**TASK TO COMPLETE**: Every entry must appear in the output exactly as it does here.

(RAW DATA Opens)

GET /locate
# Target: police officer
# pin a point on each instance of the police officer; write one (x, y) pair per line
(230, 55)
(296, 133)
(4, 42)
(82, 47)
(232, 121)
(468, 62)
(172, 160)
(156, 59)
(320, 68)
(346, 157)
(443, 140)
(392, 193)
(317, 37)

(RAW DATA Closes)

**TASK OUTPUT**:
GET /locate
# Target: police officer
# pin a point on each instance of the police officer; write one (x, y) pair per line
(230, 55)
(296, 133)
(4, 42)
(82, 47)
(232, 121)
(468, 62)
(172, 160)
(156, 59)
(320, 68)
(346, 157)
(443, 140)
(392, 193)
(317, 37)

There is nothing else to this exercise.